▶ Source data
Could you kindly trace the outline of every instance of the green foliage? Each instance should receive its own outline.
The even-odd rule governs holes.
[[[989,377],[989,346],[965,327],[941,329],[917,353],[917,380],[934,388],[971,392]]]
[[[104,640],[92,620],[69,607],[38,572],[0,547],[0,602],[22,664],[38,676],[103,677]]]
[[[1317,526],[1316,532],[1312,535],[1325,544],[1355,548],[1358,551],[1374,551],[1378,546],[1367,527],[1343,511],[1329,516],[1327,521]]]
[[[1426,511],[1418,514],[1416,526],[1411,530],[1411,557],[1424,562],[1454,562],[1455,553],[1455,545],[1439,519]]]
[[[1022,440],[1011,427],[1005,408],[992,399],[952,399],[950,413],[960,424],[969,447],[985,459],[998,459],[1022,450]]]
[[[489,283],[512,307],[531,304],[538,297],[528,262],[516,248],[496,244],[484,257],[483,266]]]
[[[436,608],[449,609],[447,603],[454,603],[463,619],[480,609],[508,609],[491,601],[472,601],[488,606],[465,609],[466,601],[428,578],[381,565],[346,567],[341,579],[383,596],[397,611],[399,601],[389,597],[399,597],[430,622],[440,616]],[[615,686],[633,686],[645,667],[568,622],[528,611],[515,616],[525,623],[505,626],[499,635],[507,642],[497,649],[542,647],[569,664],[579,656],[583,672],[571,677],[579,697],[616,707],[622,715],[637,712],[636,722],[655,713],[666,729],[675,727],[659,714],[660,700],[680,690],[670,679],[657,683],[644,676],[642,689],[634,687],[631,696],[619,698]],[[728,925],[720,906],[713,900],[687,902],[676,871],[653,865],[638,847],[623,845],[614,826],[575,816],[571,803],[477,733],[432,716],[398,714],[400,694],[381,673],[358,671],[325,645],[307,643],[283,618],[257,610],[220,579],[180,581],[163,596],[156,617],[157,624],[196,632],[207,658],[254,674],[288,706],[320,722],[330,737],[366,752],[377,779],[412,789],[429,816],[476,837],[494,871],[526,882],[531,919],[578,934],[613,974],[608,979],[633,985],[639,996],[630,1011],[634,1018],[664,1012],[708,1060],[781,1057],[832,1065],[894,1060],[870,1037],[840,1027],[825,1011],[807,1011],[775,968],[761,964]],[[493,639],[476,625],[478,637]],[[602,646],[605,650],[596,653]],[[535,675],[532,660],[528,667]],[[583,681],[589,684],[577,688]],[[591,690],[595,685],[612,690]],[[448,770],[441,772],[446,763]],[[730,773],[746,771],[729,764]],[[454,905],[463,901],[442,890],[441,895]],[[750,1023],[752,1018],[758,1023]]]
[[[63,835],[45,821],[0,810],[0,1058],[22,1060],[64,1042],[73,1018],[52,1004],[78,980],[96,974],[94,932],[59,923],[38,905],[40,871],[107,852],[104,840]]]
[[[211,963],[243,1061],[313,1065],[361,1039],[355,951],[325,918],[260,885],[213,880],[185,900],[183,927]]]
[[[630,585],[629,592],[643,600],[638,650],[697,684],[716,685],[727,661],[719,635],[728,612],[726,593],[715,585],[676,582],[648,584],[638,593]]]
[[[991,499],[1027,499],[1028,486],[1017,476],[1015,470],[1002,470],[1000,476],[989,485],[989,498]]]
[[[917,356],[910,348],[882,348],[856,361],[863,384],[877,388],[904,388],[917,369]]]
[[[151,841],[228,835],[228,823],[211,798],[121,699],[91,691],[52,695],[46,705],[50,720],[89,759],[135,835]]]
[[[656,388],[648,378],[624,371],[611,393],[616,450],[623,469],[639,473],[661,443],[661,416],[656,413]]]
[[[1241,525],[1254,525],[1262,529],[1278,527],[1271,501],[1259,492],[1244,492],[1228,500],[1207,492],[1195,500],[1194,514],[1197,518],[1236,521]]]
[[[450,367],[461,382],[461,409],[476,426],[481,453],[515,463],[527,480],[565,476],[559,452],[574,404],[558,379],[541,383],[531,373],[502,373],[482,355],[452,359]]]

▶ Brief
Please repeat the records so that each one reads exactly as it does above.

▶ Task response
Could you kindly trace the outline of every instance of the green foliage? Each instance should receive its own outline.
The even-odd rule governs holes.
[[[989,377],[989,346],[965,327],[941,329],[917,353],[917,380],[934,388],[971,392]]]
[[[104,640],[92,620],[69,607],[38,572],[0,547],[0,602],[22,664],[38,676],[103,677]]]
[[[1317,526],[1316,532],[1312,535],[1325,544],[1355,548],[1358,551],[1374,551],[1378,546],[1367,527],[1343,511],[1329,516],[1327,521]]]
[[[1426,511],[1418,514],[1416,526],[1411,530],[1411,557],[1424,562],[1454,562],[1455,553],[1455,545],[1439,519]]]
[[[1022,440],[1011,427],[1005,408],[992,399],[952,399],[950,413],[960,424],[969,447],[985,459],[998,459],[1022,450]]]
[[[489,283],[512,307],[531,304],[538,297],[528,262],[516,248],[496,244],[484,257],[483,266]]]
[[[436,608],[449,609],[447,603],[454,603],[463,619],[480,609],[508,609],[491,601],[472,601],[488,606],[465,609],[466,601],[428,578],[381,565],[346,567],[341,579],[383,596],[397,611],[399,601],[389,597],[399,597],[430,622],[440,616]],[[615,686],[633,686],[645,667],[568,622],[528,611],[515,616],[525,623],[505,626],[499,635],[507,642],[497,649],[542,647],[569,664],[579,656],[583,672],[571,677],[579,697],[616,707],[622,715],[637,712],[636,722],[655,713],[666,729],[675,727],[659,714],[660,700],[680,690],[670,679],[657,683],[644,676],[642,689],[634,687],[631,696],[619,698]],[[728,925],[720,906],[713,900],[687,902],[676,871],[653,865],[638,847],[623,845],[614,826],[575,816],[571,803],[477,733],[432,716],[398,714],[400,694],[381,673],[358,671],[325,645],[307,643],[283,618],[257,610],[220,579],[180,581],[163,596],[156,617],[157,624],[196,632],[207,658],[254,674],[288,706],[320,722],[330,737],[366,752],[377,779],[412,789],[429,816],[476,837],[494,871],[526,882],[531,919],[578,934],[613,974],[608,979],[633,985],[639,996],[630,1011],[634,1018],[664,1012],[708,1060],[781,1057],[832,1065],[894,1060],[870,1037],[840,1027],[825,1011],[807,1011],[775,968],[761,964]],[[493,639],[476,625],[478,637]],[[602,646],[605,650],[596,653]],[[535,675],[532,660],[528,667]],[[583,681],[589,684],[577,688]],[[591,690],[595,685],[612,690]],[[448,770],[441,772],[446,763]],[[730,773],[746,771],[729,764]],[[454,905],[463,901],[442,890],[441,895]],[[750,1023],[752,1018],[758,1023]]]
[[[63,835],[45,821],[0,810],[0,1058],[22,1060],[64,1042],[73,1018],[52,1004],[78,980],[96,974],[94,932],[59,923],[38,905],[40,871],[107,852],[104,840]]]
[[[211,963],[243,1061],[313,1065],[361,1039],[355,951],[325,918],[260,885],[213,880],[185,900],[183,927]]]
[[[630,585],[629,592],[643,600],[638,650],[697,684],[716,685],[727,661],[719,635],[728,612],[726,593],[715,585],[676,582],[648,584],[638,593]]]
[[[991,499],[1027,499],[1028,486],[1017,476],[1015,470],[1002,470],[1000,476],[989,485],[989,498]]]
[[[917,356],[910,348],[882,348],[856,361],[863,384],[877,388],[904,388],[917,369]]]
[[[151,841],[228,835],[228,823],[211,798],[121,699],[91,691],[52,695],[46,705],[50,720],[89,759],[135,835]]]
[[[656,388],[648,378],[624,371],[611,393],[616,450],[623,469],[639,473],[661,443],[661,416],[656,413]]]
[[[1241,525],[1254,525],[1262,529],[1278,527],[1271,501],[1259,492],[1244,492],[1228,500],[1207,492],[1195,500],[1194,514],[1197,518],[1236,521]]]
[[[450,367],[461,382],[461,409],[476,426],[481,453],[515,463],[527,480],[565,476],[559,452],[574,404],[558,379],[541,383],[531,373],[502,373],[482,355],[452,359]]]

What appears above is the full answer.